> Description of the task:
Print back each record unchanged, without pictures.
____________________
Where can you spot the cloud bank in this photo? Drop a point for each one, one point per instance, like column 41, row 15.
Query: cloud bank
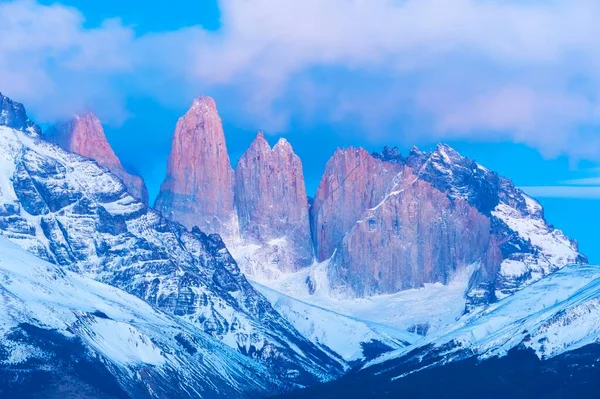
column 495, row 70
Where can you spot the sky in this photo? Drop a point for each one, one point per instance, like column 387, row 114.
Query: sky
column 511, row 83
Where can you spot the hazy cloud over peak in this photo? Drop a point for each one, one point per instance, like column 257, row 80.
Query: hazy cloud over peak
column 522, row 71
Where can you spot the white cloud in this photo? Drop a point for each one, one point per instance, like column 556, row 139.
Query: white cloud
column 563, row 192
column 525, row 71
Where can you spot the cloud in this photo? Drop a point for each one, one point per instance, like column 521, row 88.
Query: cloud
column 523, row 71
column 576, row 192
column 51, row 62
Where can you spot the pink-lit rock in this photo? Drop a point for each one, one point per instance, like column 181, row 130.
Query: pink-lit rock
column 353, row 182
column 84, row 135
column 198, row 188
column 270, row 197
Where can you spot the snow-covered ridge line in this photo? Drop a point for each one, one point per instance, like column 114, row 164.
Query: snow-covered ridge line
column 347, row 336
column 68, row 210
column 556, row 314
column 126, row 333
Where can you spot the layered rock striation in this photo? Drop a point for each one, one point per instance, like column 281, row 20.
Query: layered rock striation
column 84, row 135
column 199, row 187
column 272, row 207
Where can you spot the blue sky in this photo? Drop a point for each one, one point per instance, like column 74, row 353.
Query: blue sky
column 512, row 84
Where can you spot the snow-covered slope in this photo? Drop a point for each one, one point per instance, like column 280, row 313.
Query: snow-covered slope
column 540, row 342
column 353, row 339
column 420, row 311
column 60, row 331
column 69, row 211
column 559, row 313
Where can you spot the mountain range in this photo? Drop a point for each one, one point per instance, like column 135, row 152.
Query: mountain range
column 236, row 283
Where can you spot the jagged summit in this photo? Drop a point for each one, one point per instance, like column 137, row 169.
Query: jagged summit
column 84, row 135
column 272, row 208
column 198, row 187
column 12, row 114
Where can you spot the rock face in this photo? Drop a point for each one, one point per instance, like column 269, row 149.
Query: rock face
column 84, row 135
column 441, row 213
column 523, row 248
column 272, row 206
column 198, row 188
column 69, row 211
column 353, row 182
column 12, row 114
column 415, row 235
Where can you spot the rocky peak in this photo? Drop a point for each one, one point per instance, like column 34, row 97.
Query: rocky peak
column 353, row 181
column 198, row 188
column 12, row 114
column 272, row 205
column 84, row 135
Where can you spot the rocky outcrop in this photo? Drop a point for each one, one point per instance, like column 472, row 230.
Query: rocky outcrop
column 84, row 135
column 272, row 207
column 415, row 235
column 12, row 114
column 198, row 188
column 523, row 246
column 353, row 182
column 67, row 210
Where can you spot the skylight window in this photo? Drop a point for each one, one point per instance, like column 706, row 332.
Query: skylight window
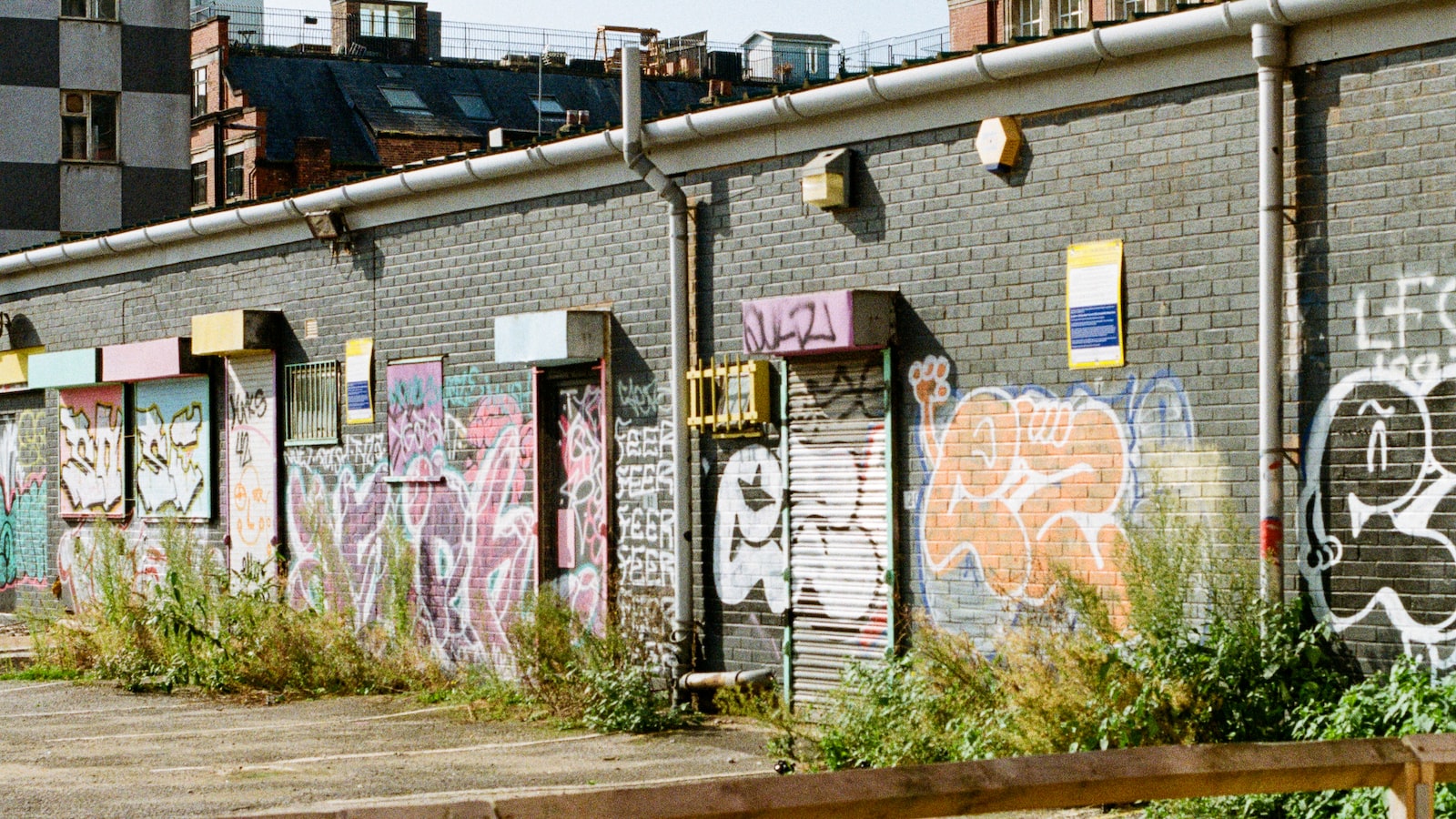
column 548, row 106
column 404, row 99
column 472, row 106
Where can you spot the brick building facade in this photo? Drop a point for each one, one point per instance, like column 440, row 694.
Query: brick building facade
column 943, row 474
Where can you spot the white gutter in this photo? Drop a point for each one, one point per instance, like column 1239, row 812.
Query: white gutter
column 1172, row 31
column 1271, row 56
column 672, row 194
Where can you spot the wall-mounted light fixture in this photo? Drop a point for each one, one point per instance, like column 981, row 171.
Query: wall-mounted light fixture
column 997, row 142
column 328, row 227
column 826, row 179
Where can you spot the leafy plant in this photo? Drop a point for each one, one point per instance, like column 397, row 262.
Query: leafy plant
column 200, row 624
column 1188, row 654
column 582, row 678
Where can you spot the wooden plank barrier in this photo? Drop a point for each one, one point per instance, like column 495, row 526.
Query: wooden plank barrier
column 1409, row 767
____________________
> Response to this task:
Where can you spot the cloud bank in this photo? Drop a point for each one, one point per instance, like column 41, row 15.
Query: cloud bank
column 495, row 70
Where can you spot the sky in this photo? Drop a point for each one, one point per instance, like column 387, row 114.
Query: sky
column 511, row 83
Where can you spot the hazy cloud over peak in this photo? Drop a point for each one, one point per instance, like column 257, row 80.
Query: hazy cloud over peak
column 522, row 71
Where can you spot the white cloud in this photo? Drop a point for each one, one point per instance, like column 556, row 139.
Query: white cloud
column 563, row 192
column 525, row 71
Where can you spot the cloud in this photo? Drop a point for each one, one point per instance, like column 521, row 88.
Query: cloud
column 523, row 71
column 576, row 192
column 51, row 62
Where can you spot the pink-lit rock in this photo? Drop a point for each one, one point per instance, like column 181, row 130.
Query: pink-lit rock
column 353, row 182
column 84, row 135
column 198, row 188
column 270, row 197
Where can you spot the snow-covered ridge line in this photo? Drop a point for each one, one point per instance, like column 114, row 164.
Query: snow-covered ridge line
column 347, row 336
column 68, row 210
column 556, row 314
column 126, row 333
Where can you spot the layered rock striation in this photo? Drop a point for each one, one point per instance, like column 281, row 20.
Query: layered rock striation
column 84, row 135
column 199, row 187
column 272, row 207
Where can you spot the blue sky in this photo? Drop a point for each one, one point per instance, like column 74, row 353.
Query: blue sky
column 512, row 84
Where can you spot the snow-covered slope in this photo? Drop a point for each one, one point per instance, like column 280, row 313.
Query: snow-covered slope
column 540, row 342
column 353, row 339
column 420, row 311
column 60, row 331
column 69, row 211
column 559, row 313
Where can you spot the mountain range in this photo? Drop a point for each one, one point per instance, like column 135, row 152.
Query: mountain range
column 236, row 283
Where can you spot the jagged summit in this photo? Drop a point for each one, one point per instance, like column 137, row 169.
Query: jagged summit
column 84, row 135
column 272, row 208
column 198, row 187
column 12, row 114
Where can you spot the rock face in this photo? Drop a point for each one, one point per instance, like column 269, row 149.
Query: rock face
column 84, row 135
column 441, row 213
column 523, row 248
column 272, row 206
column 198, row 188
column 69, row 211
column 353, row 182
column 12, row 114
column 415, row 235
Where can you spot the rocky peak in this photo? Drop a point for each one, one point per instance, like column 34, row 97.
Query: rocky peak
column 353, row 181
column 198, row 188
column 12, row 114
column 272, row 205
column 84, row 135
Where can you spot the rocky outcrop in this photo? Drop a point for each one, one point per instance, like column 472, row 230.
Query: rocky outcrop
column 84, row 135
column 272, row 207
column 415, row 235
column 12, row 114
column 198, row 188
column 523, row 246
column 353, row 182
column 67, row 210
Where can you spot the skylight window in this photo? Drop a point for each one, one point per instance, like column 706, row 332.
Query: skylight window
column 548, row 106
column 404, row 99
column 472, row 106
Where can you spot the brick building facade in this photo? Drop a point for each one, one point per instance, like column 440, row 694.
Query: brick building facade
column 943, row 474
Where can you spot the white gutter in this photo? Drop a point for each one, one point per instance, like column 1239, row 812.
Query: white gutter
column 1172, row 31
column 1271, row 56
column 672, row 194
Where can you spot the wall-mounted light fixture in this photo? Drop a point for each one, one point per instance, like column 981, row 171.
Query: wall-mounted light fixture
column 997, row 142
column 328, row 227
column 826, row 179
Where can you spot the leafy plant in this photo? Drop a point for each one, one point per instance, like column 397, row 262.
Query: leafy plant
column 200, row 624
column 1188, row 654
column 582, row 678
Where can you spot the wooden plank barrier in this photo? Drop a point for each one, one point per instance, like column 495, row 526.
Query: wooden plank barrier
column 1409, row 767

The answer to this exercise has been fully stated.